● **BRIEF 1**: Check each statement against the excerpt on high-level synthesis and answer yes or no for each, quoting the deciding words: (a) The initial architecture is obtained assuming a limited number of resources. (b) For each resource allocation, multiple clock periods are selected and evaluated. (c) The RTL circuit is output in VHDL.
● **BRIEF 2**: In the excerpt on high-level synthesis, which nodes help the tool recognize the start, end and range of a loop? List them all.

● **EXCERPT PROVIDED**:

------------------------------

Our CDFG model also supports memory operations, e.g., load (ld) and store (st). A special control edge, called SC, is added between load (store) and the corresponding store (load), if necessary, to ensure correct memory access sequence.

With the above special nodes, high-level synthesis tasks can be performed in a much more efficient way. For example, the tool can easily recognize the start/end of a loop, as well as the range of the loop, with help from SLP, BLP and ELP nodes. Without them, to perform the same set of tasks, complicated techniques like pattern matching may need to be employed.

3. HIGH-LEVEL SYNTHESIS

In this section, we present the overall methodology and algorithmic details of our high-level synthesis system.

Figure 1: An overview of our high-level synthesis algorithm: (a) overall algorithm flow, and (b) iterative improvement algorithm

Figure 1(a) presents the overall flow of our high-level synthesis system. The first few steps are quite straightforward. The input behavioral description (CDFG) is parsed and read into the memory. The CDFG is preprocessed by unrolling the loops in the CDFG, whenever necessary. An initial architecture is then obtained, assuming infinite number of resources for the behavior. The following steps present the outline of our synthesis algorithm, which is described in more detail in Section 3.2. The outside loop is for resource allocation. For each resource allocation, multiple clock periods are selected and evaluated. Therefore, various promising combinations of resource allocation and clock periods are selected and used in the iterative improvement step. If the resource allocation is fixed in the form of a resource constraint, as may be the case for control-flow intensive behaviors, the algorithm just works within this constraint. The cost function is evaluated and the combination of resource allocation and clock period with the best cost is saved. Finally, the datapath as well as the controller are generated and the RTL circuit output in Verilog.

------------------------------

● **DATA SUPPLIED**:
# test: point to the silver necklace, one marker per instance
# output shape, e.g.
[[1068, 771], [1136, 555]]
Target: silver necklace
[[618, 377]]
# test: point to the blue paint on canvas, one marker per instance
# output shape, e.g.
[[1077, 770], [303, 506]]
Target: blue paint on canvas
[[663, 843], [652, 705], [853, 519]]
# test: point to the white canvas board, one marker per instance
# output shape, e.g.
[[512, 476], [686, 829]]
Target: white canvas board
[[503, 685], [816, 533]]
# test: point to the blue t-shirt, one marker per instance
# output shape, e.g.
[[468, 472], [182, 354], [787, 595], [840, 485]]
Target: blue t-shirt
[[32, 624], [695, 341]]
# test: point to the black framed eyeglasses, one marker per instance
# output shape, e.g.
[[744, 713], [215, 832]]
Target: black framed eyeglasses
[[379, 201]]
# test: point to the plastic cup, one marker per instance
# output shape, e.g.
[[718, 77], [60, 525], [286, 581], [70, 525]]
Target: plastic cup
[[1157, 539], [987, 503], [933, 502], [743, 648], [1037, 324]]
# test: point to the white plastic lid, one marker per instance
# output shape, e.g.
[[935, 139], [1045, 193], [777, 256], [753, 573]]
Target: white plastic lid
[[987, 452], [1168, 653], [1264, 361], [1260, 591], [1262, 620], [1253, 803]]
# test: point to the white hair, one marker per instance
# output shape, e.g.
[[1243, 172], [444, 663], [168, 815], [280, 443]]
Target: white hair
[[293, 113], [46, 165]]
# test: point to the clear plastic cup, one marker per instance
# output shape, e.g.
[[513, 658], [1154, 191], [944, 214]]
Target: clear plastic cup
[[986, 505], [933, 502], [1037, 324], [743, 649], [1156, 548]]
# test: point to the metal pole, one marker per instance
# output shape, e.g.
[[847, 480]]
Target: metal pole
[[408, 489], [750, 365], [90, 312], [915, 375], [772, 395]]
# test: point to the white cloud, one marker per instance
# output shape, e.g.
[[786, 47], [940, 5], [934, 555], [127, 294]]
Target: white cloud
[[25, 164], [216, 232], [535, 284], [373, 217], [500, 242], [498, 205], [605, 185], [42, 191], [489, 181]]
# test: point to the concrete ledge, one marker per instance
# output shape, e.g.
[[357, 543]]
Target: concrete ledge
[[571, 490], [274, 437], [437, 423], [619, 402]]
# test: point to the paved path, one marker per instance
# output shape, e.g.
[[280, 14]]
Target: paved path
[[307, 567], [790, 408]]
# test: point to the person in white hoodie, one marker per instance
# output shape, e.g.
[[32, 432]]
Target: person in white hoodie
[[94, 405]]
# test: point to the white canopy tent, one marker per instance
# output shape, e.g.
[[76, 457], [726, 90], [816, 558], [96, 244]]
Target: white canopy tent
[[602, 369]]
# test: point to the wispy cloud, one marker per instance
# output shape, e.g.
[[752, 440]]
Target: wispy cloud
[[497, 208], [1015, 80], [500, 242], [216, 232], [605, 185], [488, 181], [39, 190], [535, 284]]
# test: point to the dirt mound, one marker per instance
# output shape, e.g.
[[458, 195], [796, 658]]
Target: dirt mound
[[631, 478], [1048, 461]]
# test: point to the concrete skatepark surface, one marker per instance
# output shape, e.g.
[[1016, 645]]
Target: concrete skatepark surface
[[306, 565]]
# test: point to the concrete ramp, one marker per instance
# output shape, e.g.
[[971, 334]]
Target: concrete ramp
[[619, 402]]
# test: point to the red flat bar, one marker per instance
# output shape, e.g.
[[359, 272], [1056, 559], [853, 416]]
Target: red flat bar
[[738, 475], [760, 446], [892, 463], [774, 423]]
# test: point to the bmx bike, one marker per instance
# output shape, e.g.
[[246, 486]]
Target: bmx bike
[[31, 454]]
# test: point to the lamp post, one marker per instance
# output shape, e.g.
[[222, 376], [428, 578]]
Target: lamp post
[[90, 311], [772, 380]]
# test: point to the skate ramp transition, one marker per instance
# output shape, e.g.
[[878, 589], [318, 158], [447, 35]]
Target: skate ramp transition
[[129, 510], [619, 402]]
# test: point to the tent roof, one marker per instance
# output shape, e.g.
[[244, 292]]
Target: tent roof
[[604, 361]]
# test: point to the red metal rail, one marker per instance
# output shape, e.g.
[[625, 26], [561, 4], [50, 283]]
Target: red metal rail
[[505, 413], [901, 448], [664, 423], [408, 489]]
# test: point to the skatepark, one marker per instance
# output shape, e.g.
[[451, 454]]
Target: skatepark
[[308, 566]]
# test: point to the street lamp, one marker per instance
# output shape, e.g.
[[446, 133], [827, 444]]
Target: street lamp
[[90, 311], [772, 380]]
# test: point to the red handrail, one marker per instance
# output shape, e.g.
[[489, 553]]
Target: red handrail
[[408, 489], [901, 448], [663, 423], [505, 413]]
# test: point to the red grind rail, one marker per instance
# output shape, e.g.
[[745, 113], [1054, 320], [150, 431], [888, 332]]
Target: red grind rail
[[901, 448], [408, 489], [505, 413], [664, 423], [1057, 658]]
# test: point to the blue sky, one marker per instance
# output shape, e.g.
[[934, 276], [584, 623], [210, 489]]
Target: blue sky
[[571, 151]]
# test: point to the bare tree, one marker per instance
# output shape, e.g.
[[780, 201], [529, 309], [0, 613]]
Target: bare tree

------------------------------

● **FULL SOLUTION 1**:
(a) No: "assuming infinite number of resources for the behavior."
(b) Yes: "For each resource allocation, multiple clock periods are selected and evaluated."
(c) No: "the RTL circuit output in Verilog."

● **FULL SOLUTION 2**: SLP, BLP, ELP